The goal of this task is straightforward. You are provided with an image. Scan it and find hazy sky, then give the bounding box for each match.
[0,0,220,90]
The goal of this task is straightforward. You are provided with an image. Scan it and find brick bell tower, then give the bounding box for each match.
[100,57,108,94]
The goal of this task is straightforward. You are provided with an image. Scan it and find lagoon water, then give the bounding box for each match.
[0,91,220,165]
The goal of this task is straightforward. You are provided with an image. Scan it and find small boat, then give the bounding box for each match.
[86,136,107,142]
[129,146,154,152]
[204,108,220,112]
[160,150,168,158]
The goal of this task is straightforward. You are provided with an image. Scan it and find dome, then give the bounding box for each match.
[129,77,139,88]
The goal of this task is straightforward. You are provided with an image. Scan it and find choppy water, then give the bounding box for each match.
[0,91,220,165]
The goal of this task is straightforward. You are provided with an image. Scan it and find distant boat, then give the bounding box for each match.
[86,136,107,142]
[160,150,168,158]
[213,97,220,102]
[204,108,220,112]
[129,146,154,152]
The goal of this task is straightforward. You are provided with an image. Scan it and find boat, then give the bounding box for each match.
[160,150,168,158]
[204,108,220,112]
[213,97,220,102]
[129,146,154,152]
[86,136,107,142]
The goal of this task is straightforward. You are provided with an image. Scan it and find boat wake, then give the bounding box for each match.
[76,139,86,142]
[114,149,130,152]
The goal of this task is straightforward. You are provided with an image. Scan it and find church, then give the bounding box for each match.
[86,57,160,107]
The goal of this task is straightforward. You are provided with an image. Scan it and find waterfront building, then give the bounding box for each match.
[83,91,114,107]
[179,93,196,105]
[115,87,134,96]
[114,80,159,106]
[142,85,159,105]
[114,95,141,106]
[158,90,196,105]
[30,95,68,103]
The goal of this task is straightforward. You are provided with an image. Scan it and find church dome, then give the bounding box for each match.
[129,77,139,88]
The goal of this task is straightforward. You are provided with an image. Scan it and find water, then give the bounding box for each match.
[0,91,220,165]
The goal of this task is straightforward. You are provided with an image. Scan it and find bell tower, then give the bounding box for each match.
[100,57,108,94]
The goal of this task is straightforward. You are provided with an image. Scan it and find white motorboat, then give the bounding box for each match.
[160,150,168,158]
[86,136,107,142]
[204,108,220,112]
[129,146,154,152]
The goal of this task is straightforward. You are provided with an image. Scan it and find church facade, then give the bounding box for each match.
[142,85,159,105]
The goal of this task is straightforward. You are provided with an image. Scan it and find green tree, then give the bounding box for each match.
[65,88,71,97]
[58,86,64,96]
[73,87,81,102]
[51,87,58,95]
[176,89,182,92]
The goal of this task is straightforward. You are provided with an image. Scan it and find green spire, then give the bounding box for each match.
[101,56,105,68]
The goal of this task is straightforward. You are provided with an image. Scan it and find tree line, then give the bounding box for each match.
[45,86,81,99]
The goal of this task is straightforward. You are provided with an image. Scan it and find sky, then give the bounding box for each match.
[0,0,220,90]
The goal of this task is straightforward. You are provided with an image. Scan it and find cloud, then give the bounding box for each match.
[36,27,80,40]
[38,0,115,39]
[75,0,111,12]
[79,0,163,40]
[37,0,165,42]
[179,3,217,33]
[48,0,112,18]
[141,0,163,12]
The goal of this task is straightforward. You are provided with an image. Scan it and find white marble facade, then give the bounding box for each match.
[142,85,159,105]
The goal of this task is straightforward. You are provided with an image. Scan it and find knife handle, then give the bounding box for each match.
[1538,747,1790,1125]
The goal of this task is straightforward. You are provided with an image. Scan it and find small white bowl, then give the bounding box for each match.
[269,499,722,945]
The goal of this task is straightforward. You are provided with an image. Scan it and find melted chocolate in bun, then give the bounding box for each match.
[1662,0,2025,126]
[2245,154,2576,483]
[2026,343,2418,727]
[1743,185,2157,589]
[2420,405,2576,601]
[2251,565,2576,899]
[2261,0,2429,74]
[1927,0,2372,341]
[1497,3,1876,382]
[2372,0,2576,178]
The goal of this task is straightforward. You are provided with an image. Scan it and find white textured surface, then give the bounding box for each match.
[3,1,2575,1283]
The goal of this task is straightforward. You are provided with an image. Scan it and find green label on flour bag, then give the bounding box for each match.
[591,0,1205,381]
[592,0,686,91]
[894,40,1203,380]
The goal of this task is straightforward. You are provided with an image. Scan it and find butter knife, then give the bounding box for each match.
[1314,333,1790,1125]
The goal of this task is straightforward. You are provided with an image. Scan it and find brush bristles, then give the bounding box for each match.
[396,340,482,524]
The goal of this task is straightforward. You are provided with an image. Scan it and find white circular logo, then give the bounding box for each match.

------------------------------------

TASK PROMPT: Print all the records precisely.

RESULT:
The goal of this task is straightforward. You are provided with an image. Scan it and find hazy sky, then give the bounding box for each match.
[0,0,220,90]
The goal of this task is straightforward. You are provided with an image. Scan it and find brick bell tower, then give the bounding box for each match.
[100,57,108,94]
The goal of this task is straightforward. You are provided with an image. Scan it and find lagoon water, then give the bounding box for each match.
[0,91,220,165]
The goal of this task is straightforward. You are provided with an image. Scan it and find small boat, then give the bounding box for each match.
[86,136,107,142]
[129,146,154,152]
[204,108,220,112]
[160,150,168,158]
The goal of this task is straightforward. You are provided with an image. Scan it and find dome, then give the bounding box for each match.
[129,77,139,88]
The goal of this task is straightforward. You are provided with an image. Scan it and find choppy water, then give the bounding box for each match.
[0,91,220,165]
The goal of this task is straightforward. You are provided with an image. Scan it and find distant boat, then give the bounding box for each match.
[86,136,107,142]
[160,150,168,158]
[213,97,220,102]
[204,108,220,112]
[129,146,154,152]
The goal of this task is straightforward. You are provided with an image. Scan it and find boat, then give the bounding box for each match.
[160,150,168,158]
[204,108,220,112]
[213,97,220,102]
[129,146,154,152]
[86,136,107,142]
The goal of this task is straightforward. You are provided with an image. Scan it and find boat wake, then give the bounding box for each match.
[76,139,86,142]
[114,149,130,152]
The goal of this task is straightforward. You are provided with an image. Scan it and find church, then give the bounding box for each match.
[86,57,160,107]
The goal of this task is straightforward. You are provided with an image. Scan it and find waterfront building, then give the bounding box for each match.
[83,91,114,107]
[179,93,196,105]
[115,87,134,96]
[114,80,159,106]
[142,85,159,105]
[114,95,141,106]
[158,90,196,105]
[30,95,68,103]
The goal of this task is straightforward. You are provided with an image. Scan it and find church dome, then give the bounding box for each match.
[129,77,139,88]
The goal of this task is straightforward. You are provided with an image. Scan it and find water, then give the bounding box for each match.
[0,91,220,165]
The goal of this task is straightforward. You are provided with an image. Scan it and find bell tower, then give the bounding box for each match.
[100,57,108,94]
The goal of this task is straightforward. You are provided with an image. Scan it and find white motorboat, then give the bounding box for each match.
[160,150,168,158]
[86,136,107,142]
[204,108,220,112]
[129,146,154,152]
The goal of this task is straightforward. You are provided with an image. Scan it and find church facade, then give the bounding box for each match.
[142,85,159,105]
The goal of this task is straightforward. You are provided with an image. Scan it and find green tree, then give the bounding box for each match.
[65,88,71,97]
[58,86,64,96]
[73,87,81,102]
[51,87,58,95]
[176,89,182,92]
The goal of this task is straightforward. You are provided with an image. Scan it and find green spire, then give the bounding box for each match.
[101,56,105,68]
The goal of this task is straightforward. You are provided with an image. Scan it and find tree line, then give the bounding box for each match.
[45,86,81,99]
The goal of this task is straightforward. You are provided with an image. Scan it and find sky, then give the bounding box for each match.
[0,0,220,90]
The goal of this task is straightforward. You are provided with an image. Scan it and find cloud, then give the bounding box for each match.
[36,27,80,40]
[38,0,115,39]
[75,0,111,12]
[79,0,163,40]
[37,0,165,42]
[179,3,217,33]
[48,0,112,18]
[141,0,163,12]
The goal of this task is straightforward. You are provided with an image. Scan it and find white marble facade, then give the bounding box for each match.
[142,85,159,105]
The goal of this task is straightforward. You are provided with an image. Scan it and find knife handle, then give the bounding box for each match.
[1538,747,1790,1125]
The goal of this task is straightforward. You are provided with an image. Scan it and find small white bowl, then give the bounding box for each match.
[269,499,722,945]
The goal of this task is straightforward. You are provided with an image. Scan it and find melted chocolate in bun, then give the bounding box for each match.
[1662,0,2025,126]
[2245,154,2576,483]
[2026,343,2418,727]
[1743,185,2157,589]
[2420,405,2576,601]
[2251,565,2576,899]
[2261,0,2429,74]
[1927,0,2372,341]
[1497,3,1876,382]
[2372,0,2576,178]
The goal of this task is straightforward. You are provided with an image. Scan it and find white textured surface, then give the bounding box for each match.
[3,1,2575,1283]
The goal of this task is straightforward. You are provided with an image. Scan it and find green label on flour bag, then give the bounding box for each match.
[591,0,1205,381]
[592,0,686,91]
[894,40,1203,380]
The goal of this task is straightforward. You are provided with an image. Scan it and find butter knife, then give the bounding box for each match.
[1314,333,1790,1125]
The goal of this task is straightforward. You are provided with an image. Scan it and find brush bristles, then give the bounding box for each match.
[396,340,482,524]
The goal of this task is straightforward. You are provided with an image. Scan it and find white circular logo, then give the bounding box for each match.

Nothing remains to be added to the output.